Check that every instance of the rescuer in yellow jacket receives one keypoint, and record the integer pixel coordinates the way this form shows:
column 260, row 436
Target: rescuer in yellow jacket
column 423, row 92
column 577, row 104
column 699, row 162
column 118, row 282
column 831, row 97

________________________

Problem =>
Format the rows above as a numbered list, omitting any blank lines.

Completed task =>
1. Check that every instance of the rescuer in yellow jacket receives one keypoint, and record the integer pixel coordinates the way this form shows:
2. column 260, row 436
3. Target: rescuer in yellow jacket
4. column 423, row 92
5. column 577, row 104
6. column 699, row 162
7. column 118, row 282
8. column 831, row 97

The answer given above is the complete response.